▶ **Work task**:
Reproduce exactly the lines below from the one containing "Target: white field line" through the one containing "Example: <point>512,808</point>", including both, and nothing else.

Natural language region descriptions
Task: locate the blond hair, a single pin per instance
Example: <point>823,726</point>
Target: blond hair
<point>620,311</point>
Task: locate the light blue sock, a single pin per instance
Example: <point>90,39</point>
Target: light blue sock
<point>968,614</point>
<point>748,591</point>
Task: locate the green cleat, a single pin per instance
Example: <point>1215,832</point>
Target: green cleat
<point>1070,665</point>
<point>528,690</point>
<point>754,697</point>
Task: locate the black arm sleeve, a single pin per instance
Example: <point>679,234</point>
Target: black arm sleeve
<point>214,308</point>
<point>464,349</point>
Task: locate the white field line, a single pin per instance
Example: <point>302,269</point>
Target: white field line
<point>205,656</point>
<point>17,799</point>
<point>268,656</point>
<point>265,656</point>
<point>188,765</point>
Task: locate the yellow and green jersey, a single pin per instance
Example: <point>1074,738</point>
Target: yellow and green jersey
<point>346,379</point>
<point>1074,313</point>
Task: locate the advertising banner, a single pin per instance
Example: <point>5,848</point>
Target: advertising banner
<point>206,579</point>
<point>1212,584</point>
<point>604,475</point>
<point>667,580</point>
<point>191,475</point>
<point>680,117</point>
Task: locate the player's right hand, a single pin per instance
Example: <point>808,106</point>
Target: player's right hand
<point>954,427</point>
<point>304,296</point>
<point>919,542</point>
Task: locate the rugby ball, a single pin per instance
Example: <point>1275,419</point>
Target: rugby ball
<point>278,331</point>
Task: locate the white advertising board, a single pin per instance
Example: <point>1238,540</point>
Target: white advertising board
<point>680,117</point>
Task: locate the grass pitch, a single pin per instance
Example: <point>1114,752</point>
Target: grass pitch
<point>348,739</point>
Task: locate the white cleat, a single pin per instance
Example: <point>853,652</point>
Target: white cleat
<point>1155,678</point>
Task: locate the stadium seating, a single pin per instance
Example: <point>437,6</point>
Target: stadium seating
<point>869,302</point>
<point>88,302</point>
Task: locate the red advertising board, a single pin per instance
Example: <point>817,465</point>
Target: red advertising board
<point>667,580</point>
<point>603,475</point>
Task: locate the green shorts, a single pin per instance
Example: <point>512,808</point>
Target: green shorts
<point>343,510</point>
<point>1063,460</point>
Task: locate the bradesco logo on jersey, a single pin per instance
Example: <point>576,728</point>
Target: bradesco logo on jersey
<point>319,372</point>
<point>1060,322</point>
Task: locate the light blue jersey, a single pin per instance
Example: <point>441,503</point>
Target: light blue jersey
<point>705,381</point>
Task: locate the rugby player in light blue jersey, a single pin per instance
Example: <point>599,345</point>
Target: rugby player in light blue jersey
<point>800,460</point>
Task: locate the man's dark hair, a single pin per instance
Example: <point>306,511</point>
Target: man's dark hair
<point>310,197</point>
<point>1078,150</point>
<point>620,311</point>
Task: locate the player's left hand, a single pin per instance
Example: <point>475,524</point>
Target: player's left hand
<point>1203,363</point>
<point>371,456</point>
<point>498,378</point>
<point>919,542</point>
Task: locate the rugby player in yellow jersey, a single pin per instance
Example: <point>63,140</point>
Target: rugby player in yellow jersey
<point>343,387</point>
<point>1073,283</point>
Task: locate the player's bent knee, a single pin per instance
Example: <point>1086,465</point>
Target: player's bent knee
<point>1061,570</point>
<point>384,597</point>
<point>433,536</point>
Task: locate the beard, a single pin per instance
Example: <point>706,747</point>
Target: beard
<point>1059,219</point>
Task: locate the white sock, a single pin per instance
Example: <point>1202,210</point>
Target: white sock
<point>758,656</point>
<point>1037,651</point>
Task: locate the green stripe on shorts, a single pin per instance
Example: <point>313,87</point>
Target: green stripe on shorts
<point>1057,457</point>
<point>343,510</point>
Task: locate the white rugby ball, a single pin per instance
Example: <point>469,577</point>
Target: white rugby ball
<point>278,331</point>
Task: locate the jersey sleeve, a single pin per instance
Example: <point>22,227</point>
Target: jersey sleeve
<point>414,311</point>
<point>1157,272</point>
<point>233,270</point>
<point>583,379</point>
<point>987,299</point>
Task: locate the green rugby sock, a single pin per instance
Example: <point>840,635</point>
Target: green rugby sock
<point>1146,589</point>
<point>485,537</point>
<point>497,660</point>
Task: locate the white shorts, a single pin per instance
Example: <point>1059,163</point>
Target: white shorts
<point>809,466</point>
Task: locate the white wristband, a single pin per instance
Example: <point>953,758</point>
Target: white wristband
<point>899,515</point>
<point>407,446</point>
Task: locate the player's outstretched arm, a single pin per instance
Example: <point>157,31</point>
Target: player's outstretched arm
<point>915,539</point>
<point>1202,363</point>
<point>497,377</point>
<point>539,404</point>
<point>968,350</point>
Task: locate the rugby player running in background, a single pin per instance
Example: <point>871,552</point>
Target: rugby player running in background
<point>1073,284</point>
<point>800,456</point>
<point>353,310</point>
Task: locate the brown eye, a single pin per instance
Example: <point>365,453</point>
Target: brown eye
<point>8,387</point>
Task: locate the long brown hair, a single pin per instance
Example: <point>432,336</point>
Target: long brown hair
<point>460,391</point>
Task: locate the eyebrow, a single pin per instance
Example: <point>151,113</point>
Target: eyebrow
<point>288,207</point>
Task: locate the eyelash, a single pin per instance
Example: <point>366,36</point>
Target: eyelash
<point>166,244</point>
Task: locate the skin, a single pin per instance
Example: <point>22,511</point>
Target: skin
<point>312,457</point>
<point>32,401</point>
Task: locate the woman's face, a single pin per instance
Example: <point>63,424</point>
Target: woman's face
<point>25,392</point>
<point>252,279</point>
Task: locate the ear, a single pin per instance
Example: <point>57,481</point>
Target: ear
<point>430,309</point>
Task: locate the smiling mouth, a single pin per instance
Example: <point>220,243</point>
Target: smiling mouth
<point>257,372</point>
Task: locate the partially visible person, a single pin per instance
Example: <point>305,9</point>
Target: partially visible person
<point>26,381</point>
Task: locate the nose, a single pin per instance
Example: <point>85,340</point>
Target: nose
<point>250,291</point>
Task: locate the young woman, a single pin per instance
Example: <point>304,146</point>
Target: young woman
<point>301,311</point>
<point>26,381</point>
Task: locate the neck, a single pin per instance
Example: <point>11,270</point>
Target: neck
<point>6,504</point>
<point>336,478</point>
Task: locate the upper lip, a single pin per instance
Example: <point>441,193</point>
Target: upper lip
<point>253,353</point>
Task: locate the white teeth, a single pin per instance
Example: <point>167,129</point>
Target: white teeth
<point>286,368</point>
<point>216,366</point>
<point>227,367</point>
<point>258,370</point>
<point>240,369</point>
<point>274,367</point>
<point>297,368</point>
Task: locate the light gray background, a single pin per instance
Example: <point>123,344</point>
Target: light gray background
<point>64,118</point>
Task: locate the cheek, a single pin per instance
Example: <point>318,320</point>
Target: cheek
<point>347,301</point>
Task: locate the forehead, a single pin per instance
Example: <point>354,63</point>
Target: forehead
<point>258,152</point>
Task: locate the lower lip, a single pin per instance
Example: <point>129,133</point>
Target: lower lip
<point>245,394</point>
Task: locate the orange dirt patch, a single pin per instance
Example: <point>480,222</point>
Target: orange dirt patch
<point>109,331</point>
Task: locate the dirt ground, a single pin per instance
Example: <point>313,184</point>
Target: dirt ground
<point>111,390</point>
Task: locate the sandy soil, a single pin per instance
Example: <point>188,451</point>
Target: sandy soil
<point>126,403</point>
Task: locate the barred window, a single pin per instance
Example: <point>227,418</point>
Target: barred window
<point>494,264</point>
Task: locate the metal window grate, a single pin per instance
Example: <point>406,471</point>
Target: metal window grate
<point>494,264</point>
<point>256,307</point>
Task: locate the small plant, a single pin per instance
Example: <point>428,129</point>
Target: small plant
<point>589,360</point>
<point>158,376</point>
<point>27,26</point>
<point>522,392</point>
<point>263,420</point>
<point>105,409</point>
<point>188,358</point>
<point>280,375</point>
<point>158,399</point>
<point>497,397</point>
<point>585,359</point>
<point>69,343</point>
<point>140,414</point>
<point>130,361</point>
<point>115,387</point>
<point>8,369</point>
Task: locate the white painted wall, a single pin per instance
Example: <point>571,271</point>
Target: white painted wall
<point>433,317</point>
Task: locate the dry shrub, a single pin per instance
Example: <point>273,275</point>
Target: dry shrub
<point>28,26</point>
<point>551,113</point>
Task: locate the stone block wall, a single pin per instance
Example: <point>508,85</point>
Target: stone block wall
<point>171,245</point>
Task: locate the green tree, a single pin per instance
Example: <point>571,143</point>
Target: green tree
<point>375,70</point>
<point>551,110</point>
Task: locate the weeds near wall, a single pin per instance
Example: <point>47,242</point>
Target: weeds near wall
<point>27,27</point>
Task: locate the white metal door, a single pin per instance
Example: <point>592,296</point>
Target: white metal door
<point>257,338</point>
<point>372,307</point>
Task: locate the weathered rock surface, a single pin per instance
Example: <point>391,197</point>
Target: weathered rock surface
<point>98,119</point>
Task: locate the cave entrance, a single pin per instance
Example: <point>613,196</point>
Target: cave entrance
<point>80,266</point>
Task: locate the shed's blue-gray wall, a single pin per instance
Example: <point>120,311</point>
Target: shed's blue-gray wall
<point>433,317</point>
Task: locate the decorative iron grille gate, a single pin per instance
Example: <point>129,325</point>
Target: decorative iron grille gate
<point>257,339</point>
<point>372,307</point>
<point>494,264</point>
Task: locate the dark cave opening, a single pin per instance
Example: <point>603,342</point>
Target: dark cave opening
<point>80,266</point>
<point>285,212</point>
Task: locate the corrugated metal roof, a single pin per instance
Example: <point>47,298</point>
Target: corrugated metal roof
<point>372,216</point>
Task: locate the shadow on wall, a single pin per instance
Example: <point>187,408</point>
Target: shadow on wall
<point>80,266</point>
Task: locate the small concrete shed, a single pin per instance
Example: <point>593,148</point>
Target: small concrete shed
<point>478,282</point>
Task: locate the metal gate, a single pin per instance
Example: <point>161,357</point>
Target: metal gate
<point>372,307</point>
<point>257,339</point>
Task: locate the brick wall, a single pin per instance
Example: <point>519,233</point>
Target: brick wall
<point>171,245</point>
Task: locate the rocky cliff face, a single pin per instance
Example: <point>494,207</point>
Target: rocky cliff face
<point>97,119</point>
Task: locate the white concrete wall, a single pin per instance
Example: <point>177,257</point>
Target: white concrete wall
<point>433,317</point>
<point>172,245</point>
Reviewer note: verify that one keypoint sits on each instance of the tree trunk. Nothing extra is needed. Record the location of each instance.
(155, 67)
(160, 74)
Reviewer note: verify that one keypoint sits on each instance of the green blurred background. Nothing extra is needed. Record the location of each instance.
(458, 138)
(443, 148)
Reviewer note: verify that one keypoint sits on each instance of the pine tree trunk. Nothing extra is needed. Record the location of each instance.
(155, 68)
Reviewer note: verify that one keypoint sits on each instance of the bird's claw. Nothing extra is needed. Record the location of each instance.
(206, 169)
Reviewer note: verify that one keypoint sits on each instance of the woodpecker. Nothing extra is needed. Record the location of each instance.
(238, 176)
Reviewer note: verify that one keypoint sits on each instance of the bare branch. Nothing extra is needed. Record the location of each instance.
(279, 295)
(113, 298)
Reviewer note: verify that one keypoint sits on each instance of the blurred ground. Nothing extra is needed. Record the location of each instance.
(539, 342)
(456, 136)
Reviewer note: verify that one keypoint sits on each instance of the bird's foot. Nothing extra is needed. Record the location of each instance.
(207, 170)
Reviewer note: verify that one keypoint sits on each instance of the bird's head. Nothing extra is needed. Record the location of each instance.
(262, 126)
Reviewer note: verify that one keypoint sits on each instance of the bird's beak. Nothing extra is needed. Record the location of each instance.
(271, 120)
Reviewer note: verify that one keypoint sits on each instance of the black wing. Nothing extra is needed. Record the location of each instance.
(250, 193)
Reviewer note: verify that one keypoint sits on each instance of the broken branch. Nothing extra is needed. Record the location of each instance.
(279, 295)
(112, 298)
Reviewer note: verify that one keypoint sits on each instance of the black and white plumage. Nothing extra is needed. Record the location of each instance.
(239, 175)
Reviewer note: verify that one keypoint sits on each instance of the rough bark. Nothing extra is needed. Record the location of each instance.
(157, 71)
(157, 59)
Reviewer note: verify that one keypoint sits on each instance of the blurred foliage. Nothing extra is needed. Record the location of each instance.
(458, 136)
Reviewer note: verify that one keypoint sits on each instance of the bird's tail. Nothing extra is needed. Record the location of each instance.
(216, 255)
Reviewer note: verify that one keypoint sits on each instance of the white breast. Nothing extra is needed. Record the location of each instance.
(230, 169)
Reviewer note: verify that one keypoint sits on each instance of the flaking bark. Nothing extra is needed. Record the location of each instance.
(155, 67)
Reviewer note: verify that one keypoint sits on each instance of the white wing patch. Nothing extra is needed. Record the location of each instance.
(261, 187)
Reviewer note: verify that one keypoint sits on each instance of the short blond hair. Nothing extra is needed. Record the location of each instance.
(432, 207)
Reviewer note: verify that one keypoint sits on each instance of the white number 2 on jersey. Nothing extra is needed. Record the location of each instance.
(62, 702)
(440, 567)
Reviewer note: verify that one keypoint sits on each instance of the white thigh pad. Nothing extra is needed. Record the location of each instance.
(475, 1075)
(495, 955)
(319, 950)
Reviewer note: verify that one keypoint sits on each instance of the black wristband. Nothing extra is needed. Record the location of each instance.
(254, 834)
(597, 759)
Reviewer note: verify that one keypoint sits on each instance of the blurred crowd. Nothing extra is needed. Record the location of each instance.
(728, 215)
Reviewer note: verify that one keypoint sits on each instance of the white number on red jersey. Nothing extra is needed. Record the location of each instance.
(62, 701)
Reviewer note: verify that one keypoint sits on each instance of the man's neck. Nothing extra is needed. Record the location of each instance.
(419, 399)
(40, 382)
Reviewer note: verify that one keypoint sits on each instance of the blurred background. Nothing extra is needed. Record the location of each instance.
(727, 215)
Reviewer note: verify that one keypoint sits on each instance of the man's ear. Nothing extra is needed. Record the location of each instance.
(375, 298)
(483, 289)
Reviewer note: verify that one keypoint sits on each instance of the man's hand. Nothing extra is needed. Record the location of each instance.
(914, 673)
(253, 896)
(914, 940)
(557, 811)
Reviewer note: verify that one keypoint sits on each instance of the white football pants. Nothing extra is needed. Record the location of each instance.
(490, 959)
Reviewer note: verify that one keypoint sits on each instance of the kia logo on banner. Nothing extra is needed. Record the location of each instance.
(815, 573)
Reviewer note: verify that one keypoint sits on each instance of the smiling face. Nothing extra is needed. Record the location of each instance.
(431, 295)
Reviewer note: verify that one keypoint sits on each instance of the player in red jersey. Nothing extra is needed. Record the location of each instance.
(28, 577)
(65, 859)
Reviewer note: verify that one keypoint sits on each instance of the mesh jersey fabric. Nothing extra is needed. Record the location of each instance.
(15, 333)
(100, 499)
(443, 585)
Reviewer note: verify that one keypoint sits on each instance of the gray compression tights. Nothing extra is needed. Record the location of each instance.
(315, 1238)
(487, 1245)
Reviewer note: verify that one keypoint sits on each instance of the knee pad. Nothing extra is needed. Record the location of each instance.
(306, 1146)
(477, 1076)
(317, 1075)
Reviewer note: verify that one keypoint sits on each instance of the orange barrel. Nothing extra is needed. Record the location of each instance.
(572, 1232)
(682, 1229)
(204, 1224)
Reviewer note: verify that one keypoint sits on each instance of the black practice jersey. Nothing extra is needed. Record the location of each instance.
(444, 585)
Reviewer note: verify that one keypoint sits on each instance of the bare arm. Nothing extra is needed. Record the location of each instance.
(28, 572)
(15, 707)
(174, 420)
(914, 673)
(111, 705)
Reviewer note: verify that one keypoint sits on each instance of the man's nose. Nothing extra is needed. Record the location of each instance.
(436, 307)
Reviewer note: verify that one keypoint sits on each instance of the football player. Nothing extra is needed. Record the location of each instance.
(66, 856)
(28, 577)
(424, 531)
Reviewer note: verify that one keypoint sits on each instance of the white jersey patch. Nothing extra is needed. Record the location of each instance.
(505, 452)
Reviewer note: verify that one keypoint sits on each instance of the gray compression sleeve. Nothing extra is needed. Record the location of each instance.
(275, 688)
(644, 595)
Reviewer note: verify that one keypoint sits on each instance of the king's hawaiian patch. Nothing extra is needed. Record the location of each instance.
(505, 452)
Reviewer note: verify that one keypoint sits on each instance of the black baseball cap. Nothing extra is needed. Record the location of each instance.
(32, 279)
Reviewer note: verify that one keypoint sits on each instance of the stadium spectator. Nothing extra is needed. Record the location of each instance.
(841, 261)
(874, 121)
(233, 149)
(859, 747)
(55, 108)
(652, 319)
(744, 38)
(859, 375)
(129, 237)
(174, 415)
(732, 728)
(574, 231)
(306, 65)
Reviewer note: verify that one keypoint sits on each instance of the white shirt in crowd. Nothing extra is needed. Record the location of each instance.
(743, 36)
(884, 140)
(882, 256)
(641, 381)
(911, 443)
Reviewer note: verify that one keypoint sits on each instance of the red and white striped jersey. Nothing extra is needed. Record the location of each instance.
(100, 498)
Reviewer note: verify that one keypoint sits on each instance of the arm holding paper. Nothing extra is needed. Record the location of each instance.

▶ **Written solution**:
Target: white field line
<point>205,656</point>
<point>17,799</point>
<point>268,656</point>
<point>265,656</point>
<point>188,765</point>
Task: locate the yellow and green jersey, a single pin per instance
Example: <point>1074,738</point>
Target: yellow and green jersey
<point>346,379</point>
<point>1074,313</point>
Task: locate the advertising banner, a single pin per instance
Example: <point>5,848</point>
Target: advertising banner
<point>206,579</point>
<point>1212,584</point>
<point>604,475</point>
<point>667,580</point>
<point>191,475</point>
<point>680,117</point>
Task: locate the player's right hand, a single pin per instance
Example: <point>808,106</point>
Target: player's right hand
<point>954,427</point>
<point>304,296</point>
<point>919,542</point>
Task: locate the rugby ball, a single pin per instance
Example: <point>1275,419</point>
Target: rugby ball
<point>278,331</point>
Task: locate the white advertising board, a single pin per instance
Example: <point>1238,540</point>
Target: white advertising board
<point>680,117</point>
Task: locate the grass pitch, a single pin per instance
Example: <point>1114,752</point>
Target: grass pitch
<point>348,739</point>
Task: locate the white cleat, a single pin per instance
Example: <point>853,652</point>
Target: white cleat
<point>1155,678</point>
Task: locate the stadium seating, a single pin per instance
Example: <point>437,6</point>
Target: stadium seating
<point>869,302</point>
<point>88,302</point>
Task: locate the red advertising board, a single pin per instance
Example: <point>817,465</point>
Target: red advertising board
<point>667,580</point>
<point>603,475</point>
Task: locate the green shorts, a single pin per instance
Example: <point>512,808</point>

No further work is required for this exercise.